Tasks to complete:
• A. In the Aggrescan3D text, within what radius are neighboring residues considered when the aggregation score is corrected?
• B. Continue the Aggrescan3D text, starting after its final sentence.

Text segment:

* * *

Aggrescan3D: Project manager

Aggrescan3D (A3D) is a structure-based algorithm that uses three-dimensional protein coordinates to project each amino acid's intrinsic aggregation propensity value into the structure. Then, the aggregation score is corrected as a function of its specific solvent exposure and the aggregation propensity of neighboring residues within a 10 Å sphere of radius. Given this dependence on the spatial position of each atom of the protein, both the atomic resolution and the biological relevance of the input structures impact A3D prediction's accuracy.
Therefore, in order to correctly interpret A3D database aggregation tendencies, users might consider two critical characteristics of the AlphaFold predictions:
• Structure confidence and disorder
• Quaternary structure context
(see details in the next tab: Source of the structural data: AlphaFold predictions)

Structure confidence and disorder

AF predicted structures cover 98.5% of the human proteome and involve complete protein chains in their monomeric state. Each amino acid in an AF model has a confidence score (pLDDT) that ranges from 0 to 100, indicating which regions could be considered equivalent to an experimentally determined structure. It is estimated that around 30% of the amino acids of the human proteome are located in non-globular regions, such as intrinsically disordered regions. Therefore, it is not surprising that AF predicted structures regularly include regions with low pLDDT scores (PMID). These permanently or transiently disordered segments are often not defined in experimental structures, and therefore, till now, A3D was unaware of them. Now they are incorporated in the A3D Database. A3D predictions are blind to the dynamic nature of these regions since AF models correspond to static frames of the conformational ensemble of these regions. Therefore, the presence of disordered low AF confidence regions might artificially increase the presence of S-APRs* in adjacent high confidence protein domains.
* (Surface-exposed Aggregation Prone Regions)

To deal with this issue, the A3D dataset includes two additional precalculated structural aggregation profiles per default, which correspond to predicted structures with pLDDT thresholds: >70% and >50% confidence, which were defined after manually curating the 100 randomly selected AF models.

* * *

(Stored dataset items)
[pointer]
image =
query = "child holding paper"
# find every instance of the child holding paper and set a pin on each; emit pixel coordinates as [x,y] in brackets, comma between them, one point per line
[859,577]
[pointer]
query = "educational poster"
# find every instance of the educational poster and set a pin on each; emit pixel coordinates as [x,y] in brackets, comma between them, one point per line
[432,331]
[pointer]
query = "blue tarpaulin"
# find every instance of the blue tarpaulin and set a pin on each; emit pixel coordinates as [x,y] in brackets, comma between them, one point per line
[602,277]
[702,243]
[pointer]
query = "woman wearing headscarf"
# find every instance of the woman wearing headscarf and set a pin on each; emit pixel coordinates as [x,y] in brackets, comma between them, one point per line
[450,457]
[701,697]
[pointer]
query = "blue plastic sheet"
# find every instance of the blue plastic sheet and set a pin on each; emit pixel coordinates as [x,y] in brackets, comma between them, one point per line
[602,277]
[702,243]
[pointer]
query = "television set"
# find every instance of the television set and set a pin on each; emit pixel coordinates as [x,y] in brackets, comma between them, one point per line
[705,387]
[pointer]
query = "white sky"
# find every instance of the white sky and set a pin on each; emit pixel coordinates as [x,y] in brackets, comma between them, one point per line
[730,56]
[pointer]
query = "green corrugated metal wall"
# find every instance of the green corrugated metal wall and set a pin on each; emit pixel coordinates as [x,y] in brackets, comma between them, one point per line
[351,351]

* * *

Response list:
• A. Within a 10 Å sphere.

• B.
In the following points, we outline different situations users may face:
• Proteins with high confidence values: the overall AF predicted structure possesses high pLDDTs. All three computed structures converge into a unique aggregation prediction. Well-defined S-APRs can be delineated from A3D output structures. (representative examples: Q68D91, S4R460)
• Proteins with limited low confidence regions: proteins that display local surface modifications with confidence thresholds of >70% or >50% pLDDT. An increase or decrease of localized S-APRs can be observed.
(representative examples: P09382, Q9UKL6, Q5EE01)
• Multidomain proteins: proteins with two or more globular domains that correspond to well-defined and confident regions, while tethering elements that connect globular domains possess low pLDDT values. The analysis with restricted pLDDT thresholds often results in disconnected domains and, as a consequence, some previous sheltered APR might become exposed. As a result, S-APRs might diverge in the tree models, and their boundaries are less evident.
(representative examples: Q96MN5, Q96DA0)
• Proteins with extended low-confidence regions: proteins with large low confidence regions localized in flexible C-, N- termini, or long loops, usually displayed around a well-defined globular core. With the 70% and 50% pLDDTs cutoffs, disordered regions are often excluded from the model and, therefore, not considered in A3D prediction. As a result, the A3D predictions correspond to well-defined globular domains. Note that we might observe the presence of free amino acids in some cases, unattached to the protein main chain, essentially because they are in the exclusion limit between two pLDDT thresholds.
(representative examples: Q9NRE2, Q8NFW1)
• Proteins with overall low confidence: usually, short polypeptides that are mostly disordered, exposing most of its surface to solvent. In some cases, we lose all the structure in predictions corresponding to >70% or >50% pLDDT threshold.
(representative examples: Q8N9P0, Q8TEV8, Q9GZY1)

Quaternary structure context

In the AF database, structure predictions are restricted to single chains. This precludes the analysis of the quaternary structure context in the A3D Database. The overlap between the physicochemical properties governing protein-protein native interactions and non-native contacts triggering aberrant self-assembly implies that protein interfaces are enriched in S-APRs. In proteins displaying quaternary structure, this results in an over-prediction of S-APRs in protein monomers, relative to native the same subunits in the oligomeric state.

Gathering important information

We strongly encourage users to compile as much as possible information about their case study protein to exploit A3D predictions.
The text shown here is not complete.